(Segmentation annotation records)
※

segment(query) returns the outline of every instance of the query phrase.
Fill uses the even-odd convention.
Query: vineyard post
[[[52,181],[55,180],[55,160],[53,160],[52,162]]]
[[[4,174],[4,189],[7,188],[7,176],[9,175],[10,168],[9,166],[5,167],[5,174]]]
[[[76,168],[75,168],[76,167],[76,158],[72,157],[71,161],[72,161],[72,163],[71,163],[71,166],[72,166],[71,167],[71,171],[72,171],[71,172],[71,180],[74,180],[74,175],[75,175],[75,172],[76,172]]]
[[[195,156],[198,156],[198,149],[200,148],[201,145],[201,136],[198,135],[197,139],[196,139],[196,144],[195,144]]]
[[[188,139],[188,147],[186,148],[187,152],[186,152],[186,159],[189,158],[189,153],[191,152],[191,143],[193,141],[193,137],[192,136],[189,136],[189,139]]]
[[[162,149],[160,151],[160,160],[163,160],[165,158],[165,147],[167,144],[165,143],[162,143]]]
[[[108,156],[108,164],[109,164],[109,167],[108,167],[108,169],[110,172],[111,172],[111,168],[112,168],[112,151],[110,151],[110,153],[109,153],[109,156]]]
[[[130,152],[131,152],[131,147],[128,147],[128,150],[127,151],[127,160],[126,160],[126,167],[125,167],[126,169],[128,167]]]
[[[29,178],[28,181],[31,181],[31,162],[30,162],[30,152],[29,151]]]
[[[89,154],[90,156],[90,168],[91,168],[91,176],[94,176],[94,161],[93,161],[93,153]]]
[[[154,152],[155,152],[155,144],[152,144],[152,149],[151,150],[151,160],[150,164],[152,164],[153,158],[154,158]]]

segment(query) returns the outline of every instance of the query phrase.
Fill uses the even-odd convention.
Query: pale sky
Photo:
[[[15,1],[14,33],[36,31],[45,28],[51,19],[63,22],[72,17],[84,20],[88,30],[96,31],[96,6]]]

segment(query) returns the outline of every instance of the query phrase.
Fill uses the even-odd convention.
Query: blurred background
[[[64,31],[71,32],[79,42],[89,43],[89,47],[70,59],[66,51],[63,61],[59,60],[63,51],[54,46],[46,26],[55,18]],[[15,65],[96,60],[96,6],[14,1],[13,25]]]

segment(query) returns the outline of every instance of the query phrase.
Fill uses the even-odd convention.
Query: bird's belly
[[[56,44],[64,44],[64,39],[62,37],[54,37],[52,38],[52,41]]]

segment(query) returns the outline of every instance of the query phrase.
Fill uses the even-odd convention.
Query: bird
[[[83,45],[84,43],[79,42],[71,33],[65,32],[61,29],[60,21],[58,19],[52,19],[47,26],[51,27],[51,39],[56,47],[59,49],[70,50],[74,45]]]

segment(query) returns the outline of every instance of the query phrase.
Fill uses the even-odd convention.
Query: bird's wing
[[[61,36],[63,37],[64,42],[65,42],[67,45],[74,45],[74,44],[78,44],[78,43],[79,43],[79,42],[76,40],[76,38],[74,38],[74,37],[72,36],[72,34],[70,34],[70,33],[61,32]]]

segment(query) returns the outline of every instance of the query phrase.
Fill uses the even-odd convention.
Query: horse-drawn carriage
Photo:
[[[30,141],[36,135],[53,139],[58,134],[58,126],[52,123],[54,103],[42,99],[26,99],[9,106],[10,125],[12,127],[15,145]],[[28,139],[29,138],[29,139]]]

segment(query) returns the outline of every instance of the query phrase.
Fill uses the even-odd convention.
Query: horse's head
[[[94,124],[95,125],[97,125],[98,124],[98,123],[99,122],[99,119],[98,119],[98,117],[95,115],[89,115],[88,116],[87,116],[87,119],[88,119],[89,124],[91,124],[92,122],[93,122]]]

※

> **Exercise**:
Every record should be repeated exactly; please leave none out.

> **Task response**:
segment(query) returns the outline of every instance of the query phrase.
Fill uses the even-odd convention.
Query: vineyard post
[[[52,181],[55,180],[55,160],[53,160],[52,162]]]
[[[4,174],[4,189],[7,188],[7,176],[9,175],[10,168],[9,166],[5,167],[5,174]]]
[[[76,168],[75,168],[76,167],[76,158],[72,157],[71,161],[72,161],[72,163],[71,163],[71,166],[72,166],[71,167],[71,171],[72,171],[71,172],[71,180],[74,180],[74,175],[75,175],[75,172],[76,172]]]
[[[195,156],[198,156],[198,149],[200,148],[201,145],[201,136],[198,135],[197,139],[196,139],[196,144],[195,144]]]
[[[188,139],[188,147],[186,148],[187,152],[186,152],[186,159],[189,158],[189,153],[191,152],[191,143],[193,141],[193,137],[192,136],[189,136],[189,139]]]
[[[162,149],[160,151],[160,160],[163,160],[165,158],[165,147],[167,144],[165,143],[162,143]]]
[[[108,156],[108,164],[109,164],[109,167],[108,167],[108,169],[110,172],[111,172],[111,168],[112,168],[112,151],[110,151],[110,153],[109,153],[109,156]]]
[[[130,152],[131,152],[131,147],[128,147],[128,150],[127,151],[127,160],[126,160],[126,167],[125,167],[126,169],[128,167]]]
[[[29,178],[28,181],[31,181],[31,162],[30,162],[30,152],[29,151]]]
[[[89,154],[90,156],[90,168],[91,168],[91,176],[94,176],[94,161],[93,161],[93,153]]]
[[[154,152],[155,152],[155,144],[152,144],[152,149],[151,150],[151,160],[150,164],[152,164],[153,158],[154,158]]]

segment(query) returns the outline of every instance of the query phrase.
Fill uses the even-odd convention.
Query: pale sky
Photo:
[[[15,1],[14,33],[36,31],[45,28],[51,19],[63,22],[72,17],[84,20],[88,30],[96,31],[96,6]]]

segment(query) returns the outline of every instance of the query phrase.
Fill uses the even-odd convention.
Query: blurred background
[[[64,31],[71,32],[79,42],[89,43],[89,47],[70,59],[66,51],[63,61],[59,60],[63,51],[54,46],[46,26],[55,18]],[[15,65],[96,60],[96,6],[14,1],[13,25]]]

segment(query) returns the outline of every instance of the query phrase.
Fill uses the even-odd convention.
Query: bird's belly
[[[56,44],[64,44],[64,39],[62,37],[54,37],[52,38],[52,41]]]

segment(query) returns the outline of every instance of the query phrase.
Fill uses the even-odd convention.
Query: bird
[[[83,45],[84,43],[79,42],[71,33],[65,32],[61,29],[60,21],[58,19],[52,19],[47,26],[51,27],[51,39],[56,47],[59,49],[70,50],[74,45]]]

segment(query) returns the outline of every instance of the query phrase.
Fill uses the even-odd convention.
Query: bird's wing
[[[61,36],[63,37],[64,42],[65,42],[67,45],[74,45],[74,44],[78,44],[78,43],[79,43],[79,42],[76,40],[76,38],[74,38],[74,37],[72,36],[72,34],[70,34],[70,33],[61,32]]]

segment(query) returns the outline of every instance of the query phrase.
Fill uses the even-odd convention.
Query: horse-drawn carriage
Photo:
[[[30,141],[36,135],[53,139],[58,134],[58,126],[52,123],[54,103],[42,99],[26,99],[9,106],[10,125],[12,127],[15,145]],[[28,139],[29,138],[29,139]]]

segment(query) returns the outline of every instance of the query phrase.
Fill uses the even-odd convention.
Query: horse's head
[[[94,124],[95,125],[97,125],[98,124],[98,123],[99,122],[99,119],[98,119],[98,117],[95,115],[89,115],[88,116],[87,116],[87,119],[88,119],[89,124],[91,124],[92,122],[93,122]]]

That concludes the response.